Material provided:

--- START ---

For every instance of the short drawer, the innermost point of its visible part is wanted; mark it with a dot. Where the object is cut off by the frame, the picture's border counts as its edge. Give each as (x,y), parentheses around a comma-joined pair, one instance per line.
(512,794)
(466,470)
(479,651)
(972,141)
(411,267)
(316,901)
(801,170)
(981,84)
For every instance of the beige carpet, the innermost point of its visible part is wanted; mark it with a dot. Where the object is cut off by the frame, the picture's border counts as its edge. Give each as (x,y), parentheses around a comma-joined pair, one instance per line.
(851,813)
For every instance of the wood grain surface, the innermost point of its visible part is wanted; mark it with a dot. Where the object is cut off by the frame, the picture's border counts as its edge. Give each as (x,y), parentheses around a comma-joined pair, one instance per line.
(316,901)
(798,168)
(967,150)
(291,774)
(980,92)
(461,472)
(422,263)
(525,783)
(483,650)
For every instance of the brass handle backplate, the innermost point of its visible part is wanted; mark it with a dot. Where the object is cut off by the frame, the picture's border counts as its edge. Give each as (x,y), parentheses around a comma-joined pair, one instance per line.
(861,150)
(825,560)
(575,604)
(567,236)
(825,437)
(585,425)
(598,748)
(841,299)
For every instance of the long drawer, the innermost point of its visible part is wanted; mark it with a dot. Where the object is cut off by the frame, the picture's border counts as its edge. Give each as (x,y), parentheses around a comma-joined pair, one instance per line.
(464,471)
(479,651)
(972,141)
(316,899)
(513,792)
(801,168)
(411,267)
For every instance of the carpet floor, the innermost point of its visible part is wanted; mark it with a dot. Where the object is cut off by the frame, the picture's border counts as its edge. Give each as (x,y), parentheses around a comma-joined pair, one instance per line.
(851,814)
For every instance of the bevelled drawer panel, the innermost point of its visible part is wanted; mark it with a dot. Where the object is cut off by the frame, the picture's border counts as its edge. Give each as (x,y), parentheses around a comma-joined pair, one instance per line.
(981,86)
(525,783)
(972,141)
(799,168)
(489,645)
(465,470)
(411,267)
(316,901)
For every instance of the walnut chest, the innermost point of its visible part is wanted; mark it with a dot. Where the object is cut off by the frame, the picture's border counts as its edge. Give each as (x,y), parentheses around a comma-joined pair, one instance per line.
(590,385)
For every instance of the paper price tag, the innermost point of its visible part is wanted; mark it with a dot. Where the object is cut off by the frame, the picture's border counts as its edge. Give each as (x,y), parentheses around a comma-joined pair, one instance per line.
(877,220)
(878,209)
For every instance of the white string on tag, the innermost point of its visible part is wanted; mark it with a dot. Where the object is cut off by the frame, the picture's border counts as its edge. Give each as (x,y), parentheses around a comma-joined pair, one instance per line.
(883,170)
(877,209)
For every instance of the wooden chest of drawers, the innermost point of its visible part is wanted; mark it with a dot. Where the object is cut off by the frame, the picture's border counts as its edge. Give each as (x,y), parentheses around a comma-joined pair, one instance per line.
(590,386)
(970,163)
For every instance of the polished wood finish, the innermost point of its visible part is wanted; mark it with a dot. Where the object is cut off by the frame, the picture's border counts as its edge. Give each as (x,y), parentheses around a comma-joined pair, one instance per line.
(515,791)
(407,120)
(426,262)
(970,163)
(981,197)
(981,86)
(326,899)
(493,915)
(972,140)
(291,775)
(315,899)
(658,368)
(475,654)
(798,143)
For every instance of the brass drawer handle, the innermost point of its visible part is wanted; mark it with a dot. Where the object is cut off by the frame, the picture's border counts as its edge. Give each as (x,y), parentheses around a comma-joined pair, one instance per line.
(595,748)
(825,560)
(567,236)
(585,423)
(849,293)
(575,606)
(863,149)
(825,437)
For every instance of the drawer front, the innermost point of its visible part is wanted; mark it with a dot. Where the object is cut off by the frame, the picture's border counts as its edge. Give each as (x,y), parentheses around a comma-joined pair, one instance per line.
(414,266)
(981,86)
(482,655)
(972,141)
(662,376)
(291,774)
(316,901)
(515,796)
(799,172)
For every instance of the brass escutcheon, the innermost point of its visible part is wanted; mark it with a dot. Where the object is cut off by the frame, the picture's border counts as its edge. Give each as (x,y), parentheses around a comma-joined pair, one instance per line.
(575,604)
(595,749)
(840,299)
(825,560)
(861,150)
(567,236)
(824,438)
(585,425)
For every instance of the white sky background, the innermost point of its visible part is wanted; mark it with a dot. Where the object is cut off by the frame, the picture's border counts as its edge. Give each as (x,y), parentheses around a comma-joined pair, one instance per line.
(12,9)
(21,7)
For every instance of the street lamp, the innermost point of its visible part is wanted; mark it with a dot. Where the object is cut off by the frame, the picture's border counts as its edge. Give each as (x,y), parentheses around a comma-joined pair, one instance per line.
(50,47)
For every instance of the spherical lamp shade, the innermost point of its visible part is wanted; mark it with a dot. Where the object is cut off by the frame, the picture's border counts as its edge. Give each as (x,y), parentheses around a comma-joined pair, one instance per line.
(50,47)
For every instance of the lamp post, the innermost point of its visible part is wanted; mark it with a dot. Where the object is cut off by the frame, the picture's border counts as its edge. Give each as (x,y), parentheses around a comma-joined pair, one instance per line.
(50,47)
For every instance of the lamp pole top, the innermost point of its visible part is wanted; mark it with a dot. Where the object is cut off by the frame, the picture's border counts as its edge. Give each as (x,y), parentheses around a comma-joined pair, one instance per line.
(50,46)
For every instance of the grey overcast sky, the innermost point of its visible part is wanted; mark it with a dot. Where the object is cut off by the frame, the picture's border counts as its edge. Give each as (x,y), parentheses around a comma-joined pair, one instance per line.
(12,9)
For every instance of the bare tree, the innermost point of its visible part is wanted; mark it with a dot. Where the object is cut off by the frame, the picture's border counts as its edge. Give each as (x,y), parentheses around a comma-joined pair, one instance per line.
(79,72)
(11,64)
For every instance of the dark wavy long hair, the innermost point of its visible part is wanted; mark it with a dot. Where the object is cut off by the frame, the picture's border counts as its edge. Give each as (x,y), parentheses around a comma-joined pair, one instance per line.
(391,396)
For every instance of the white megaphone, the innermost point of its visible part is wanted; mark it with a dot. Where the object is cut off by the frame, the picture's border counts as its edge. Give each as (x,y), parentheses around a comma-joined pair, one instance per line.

--- END ---

Try it:
Please give back the entries above, unchanged and complete.

Result of the exercise:
For every instance of the short drawer, the innermost point of its visible part is wanted; mark it with a dot. Where the object is cut off by the frame, the picture's border counts as its edge. Give each as (x,y), parentheses around a comma-joined pair, one instance per line.
(512,794)
(466,470)
(479,651)
(972,141)
(411,267)
(316,901)
(801,170)
(981,84)
For every instance of the beige carpet, the innermost point of its visible part is wanted; mark it with a dot. Where the object is cut off by the frame, the picture's border counts as its edge. Give each as (x,y), parentheses around a comma-joined pair, one instance per line.
(851,813)
For every instance of the wood grain surface, the innermost point of its visible part is wanted; mark it with a dot. Where the object is cut off by the frame, the picture's border counts as its edge. Give each as (x,y), parentheses around a comma-joined pair, one instance per line.
(316,901)
(798,168)
(967,150)
(291,774)
(980,92)
(461,472)
(422,263)
(525,783)
(483,650)
For every instance of the brass handle backplate, the innermost point of its visible part is wanted; mark it with a dot. Where the object is cut off by the frame, the picture's border counts as its edge. Give each as (x,y), parentheses around a comma-joined pair, one instance per line.
(861,150)
(825,560)
(575,604)
(567,236)
(825,437)
(585,425)
(598,748)
(841,299)
For every instance of the long drawer, the innermost point of its visible part is wanted; mark it with a dot. Where the object is cut off by the frame, the picture's border counts as its edge. Give each as (x,y), parentheses around a comma-joined pair, one instance per line.
(464,471)
(479,651)
(972,141)
(316,899)
(513,792)
(801,168)
(411,267)
For every instance of the carpet floor, the innermost point of its visible part is wanted; mark it with a dot. Where the object is cut off by the frame, the picture's border counts as its edge. Give each as (x,y), parentheses around a comma-joined pair, one instance per line.
(851,814)
For every instance of the bevelled drawer panel, the innermost point of its visible part is wanted; mark it with a dot. Where the object is cut off by the frame, the picture's border counts as its edge. Give each as (x,y), parentheses around a comma-joined pair, one instance per line.
(981,86)
(525,783)
(972,141)
(799,168)
(489,645)
(465,470)
(411,267)
(316,901)
For every instance of the walnut chest, the innermost point of its visible part is wanted; mark it with a dot. Where the object is cut off by the frame, the picture's border counts as its edge. Give each as (x,y), parentheses around a comma-joined pair, one instance per line.
(590,385)
For every instance of the paper price tag, the innermost point of its visible part is wanted; mark it with a dot. Where the object is cut off by the frame, the picture's border counts as its edge. Give each as (x,y), parentheses around a comma-joined pair, one instance per line.
(877,220)
(878,209)
For every instance of the white string on tag, the innermost point of its visible part is wanted; mark it with a dot. Where the object is cut off by the frame, the picture's border counts as its edge. Give each as (x,y), parentheses around a comma-joined pair, one instance per line.
(883,170)
(877,209)
For every instance of the wooden chest of drawers, the innermost point of its visible part is wanted; mark it with a dot. Where the object is cut off by the frame, the picture's border counts as its edge. Give each as (x,y), parentheses around a comma-joined pair, one instance per line.
(590,386)
(970,163)
For every instance of the polished wood finish, the innermost point of its visible part is wanted; mark it with a dot. Where the object is cut off by the frame, the picture's border counts as its edge. Give each as (x,y), parentheses around a comma-joined pair, one instance per line.
(515,791)
(407,120)
(426,262)
(970,163)
(981,197)
(981,86)
(326,899)
(493,915)
(972,140)
(291,775)
(315,899)
(658,368)
(475,654)
(798,143)
For every instance of the brass drawer handle, the innermost point of its visible part is wanted; mark it with a dot. Where the object is cut off by the frame, the picture's border counts as its edge. Give each as (x,y), parentheses around a comma-joined pair, one instance per line.
(595,748)
(825,560)
(567,236)
(585,423)
(849,293)
(575,606)
(863,149)
(825,437)
For every instance of the drawer front, the innermost point of its visible part is wanted; mark it with a dot. Where the object is cut off by the frame, the picture's border counts as its edge. Give each as (x,y), parentheses around a comma-joined pair, one instance per line.
(414,266)
(981,86)
(482,655)
(972,141)
(662,376)
(291,774)
(316,901)
(515,796)
(799,172)
For every instance of the brass escutcheon, the innermost point of its visible part is wanted; mark it with a dot. Where the object is cut off by the frame, the picture's border counts as its edge. Give each as (x,y), parentheses around a comma-joined pair, one instance per line.
(575,604)
(595,749)
(840,299)
(825,560)
(861,150)
(567,236)
(824,438)
(585,425)
For every instance of the white sky background, the innermost point of its visible part is wanted; mark it with a dot. Where the object is cut off by the frame, the picture's border counts as its edge. Give each as (x,y), parentheses around a comma-joined pair, one instance per line.
(12,9)
(21,7)
For every instance of the street lamp, the innermost point of its visible part is wanted; mark it with a dot. Where the object is cut off by the frame, the picture's border counts as its edge. Give each as (x,y), parentheses around a comma-joined pair, one instance per line.
(50,47)
For every instance of the spherical lamp shade, the innermost point of its visible part is wanted; mark it with a dot. Where the object is cut off by the frame, the picture's border counts as its edge. Give each as (x,y), parentheses around a comma-joined pair, one instance per line.
(50,47)
For every instance of the lamp post, the innermost point of its visible part is wanted; mark it with a dot. Where the object is cut off by the frame, the picture's border counts as its edge. Give each as (x,y), parentheses around a comma-joined pair, one instance per line.
(50,47)
For every instance of the lamp pole top, the innermost point of its visible part is wanted; mark it with a dot. Where the object is cut off by the frame, the picture's border counts as its edge. Give each as (x,y), parentheses around a comma-joined pair, one instance per line.
(50,46)
For every instance of the grey overcast sky, the innermost point of its visible part is wanted; mark it with a dot. Where the object is cut off by the frame, the picture's border counts as its edge. Give each as (x,y), parentheses around a comma-joined pair, one instance per line.
(12,9)
For every instance of the bare tree, the innermost point of its visible part is wanted; mark it with a dot. Where the object is cut off by the frame, the picture's border counts as its edge. Give each as (x,y), parentheses around a comma-joined pair, one instance per line.
(79,72)
(11,64)
For every instance of the dark wavy long hair, the innermost point of its visible part is wanted; mark it with a dot. Where the object is cut off by the frame, the picture's border counts as its edge. Give each as (x,y), parentheses around a comma-joined pair, one instance per line.
(391,396)
For every instance of the white megaphone, the innermost point of its visible part is wanted; mark it with a dot. Where the object is cut off by the frame, the picture's border counts as its edge. Give each as (x,y), parentheses around a comma-joined pair, one instance per line.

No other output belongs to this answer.